WHAT NEEDS TO BE DONE — Look for the line that has "positive clicks: (550, 96)" in the material below; please repeat it and every line after it, exactly, up to and including the line that has "rough mask: <svg", and nothing else.

MATERIAL FOR THE TASK —
===
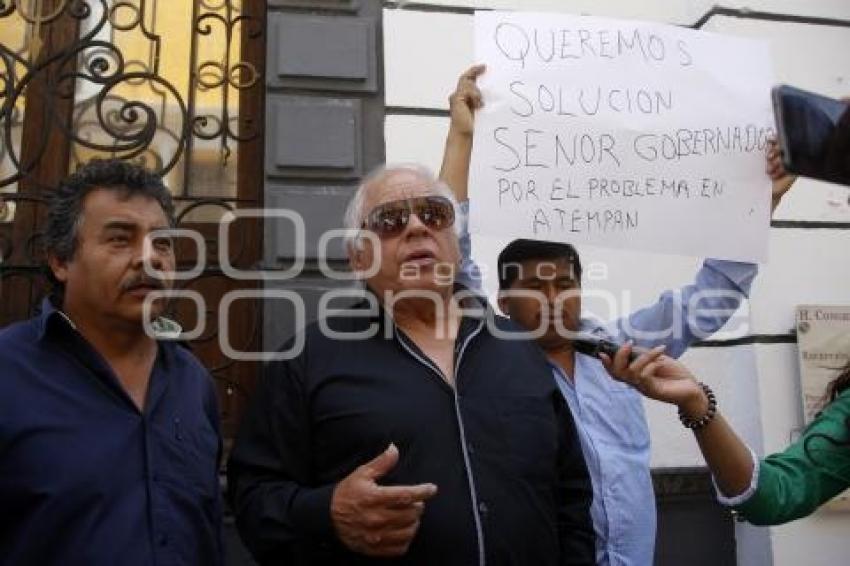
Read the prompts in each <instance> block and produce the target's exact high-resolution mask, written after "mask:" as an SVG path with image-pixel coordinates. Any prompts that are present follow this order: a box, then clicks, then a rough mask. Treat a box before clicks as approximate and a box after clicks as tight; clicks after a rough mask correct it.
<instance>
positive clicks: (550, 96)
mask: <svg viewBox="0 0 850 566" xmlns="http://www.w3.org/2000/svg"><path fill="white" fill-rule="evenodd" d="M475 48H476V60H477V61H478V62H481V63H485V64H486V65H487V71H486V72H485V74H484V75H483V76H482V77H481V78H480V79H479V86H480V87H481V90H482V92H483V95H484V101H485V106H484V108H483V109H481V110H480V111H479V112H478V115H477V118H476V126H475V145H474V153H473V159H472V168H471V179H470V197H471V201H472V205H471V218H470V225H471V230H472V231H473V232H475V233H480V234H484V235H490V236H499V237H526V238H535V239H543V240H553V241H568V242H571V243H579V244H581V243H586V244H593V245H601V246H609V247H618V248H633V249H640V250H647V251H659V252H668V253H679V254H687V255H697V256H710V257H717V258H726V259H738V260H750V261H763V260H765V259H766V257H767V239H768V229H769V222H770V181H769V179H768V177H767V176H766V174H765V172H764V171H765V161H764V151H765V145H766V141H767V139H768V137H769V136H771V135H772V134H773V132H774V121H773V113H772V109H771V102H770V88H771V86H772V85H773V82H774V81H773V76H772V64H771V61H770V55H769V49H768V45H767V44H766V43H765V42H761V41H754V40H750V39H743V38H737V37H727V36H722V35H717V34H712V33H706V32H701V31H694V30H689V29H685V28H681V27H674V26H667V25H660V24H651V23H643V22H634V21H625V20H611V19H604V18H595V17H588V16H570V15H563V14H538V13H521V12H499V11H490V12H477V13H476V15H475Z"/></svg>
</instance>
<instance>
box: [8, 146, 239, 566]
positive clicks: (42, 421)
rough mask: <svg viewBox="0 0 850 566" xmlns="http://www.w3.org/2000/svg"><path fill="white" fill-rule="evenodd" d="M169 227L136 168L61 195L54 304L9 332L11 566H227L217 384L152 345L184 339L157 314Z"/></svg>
===
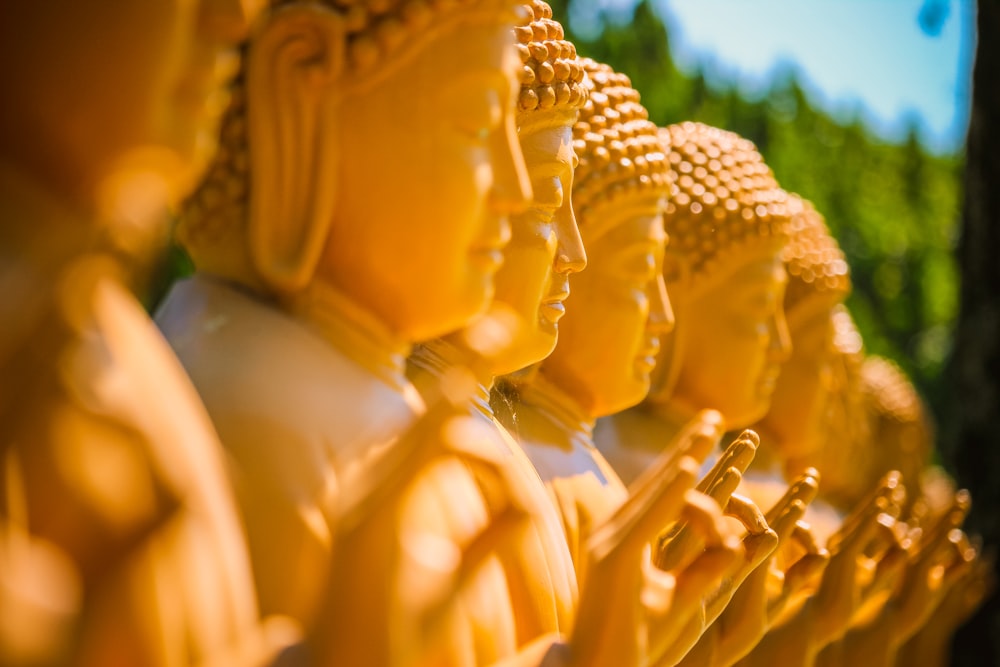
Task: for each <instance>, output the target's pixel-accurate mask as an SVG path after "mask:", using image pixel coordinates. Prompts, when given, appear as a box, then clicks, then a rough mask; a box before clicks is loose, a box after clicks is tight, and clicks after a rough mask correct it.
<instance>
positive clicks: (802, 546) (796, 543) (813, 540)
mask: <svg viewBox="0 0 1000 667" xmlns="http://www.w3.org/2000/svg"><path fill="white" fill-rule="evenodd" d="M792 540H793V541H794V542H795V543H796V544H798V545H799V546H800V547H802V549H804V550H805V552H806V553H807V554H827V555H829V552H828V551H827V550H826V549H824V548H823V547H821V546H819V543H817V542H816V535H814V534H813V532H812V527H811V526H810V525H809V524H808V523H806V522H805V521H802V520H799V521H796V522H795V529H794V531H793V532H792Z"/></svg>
===
RESPONSE —
positive clicks: (550, 96)
mask: <svg viewBox="0 0 850 566" xmlns="http://www.w3.org/2000/svg"><path fill="white" fill-rule="evenodd" d="M475 48H476V60H477V61H478V62H481V63H485V64H486V65H487V71H486V72H485V74H484V75H483V76H482V77H481V78H480V79H479V86H480V87H481V90H482V92H483V95H484V101H485V106H484V108H483V109H481V110H480V111H479V112H478V115H477V118H476V126H475V145H474V153H473V159H472V168H471V179H470V197H471V201H472V205H471V218H470V225H471V230H472V231H473V232H475V233H480V234H484V235H490V236H499V237H526V238H535V239H543V240H553V241H568V242H571V243H579V244H581V243H586V244H593V245H601V246H609V247H618V248H633V249H640V250H647V251H659V252H668V253H679V254H687V255H697V256H710V257H717V258H726V259H738V260H750V261H763V260H765V259H766V257H767V239H768V229H769V222H770V181H769V179H768V177H767V176H766V174H765V172H764V171H765V161H764V151H765V145H766V141H767V139H768V137H769V136H771V135H772V134H773V132H774V121H773V113H772V109H771V102H770V88H771V86H772V85H773V82H774V81H773V76H772V64H771V61H770V55H769V49H768V45H767V44H766V43H765V42H761V41H754V40H750V39H743V38H737V37H727V36H722V35H717V34H712V33H706V32H701V31H694V30H689V29H685V28H681V27H674V26H667V25H660V24H651V23H643V22H634V21H625V20H611V19H604V18H595V17H588V16H570V15H563V14H538V13H521V12H499V11H490V12H477V13H476V15H475Z"/></svg>
</instance>
<instance>
box: [8, 146, 239, 566]
positive clicks: (42, 421)
rough mask: <svg viewBox="0 0 850 566" xmlns="http://www.w3.org/2000/svg"><path fill="white" fill-rule="evenodd" d="M169 227L136 168L61 195L54 304L9 332L11 566H227L217 384L152 345L184 339L157 314Z"/></svg>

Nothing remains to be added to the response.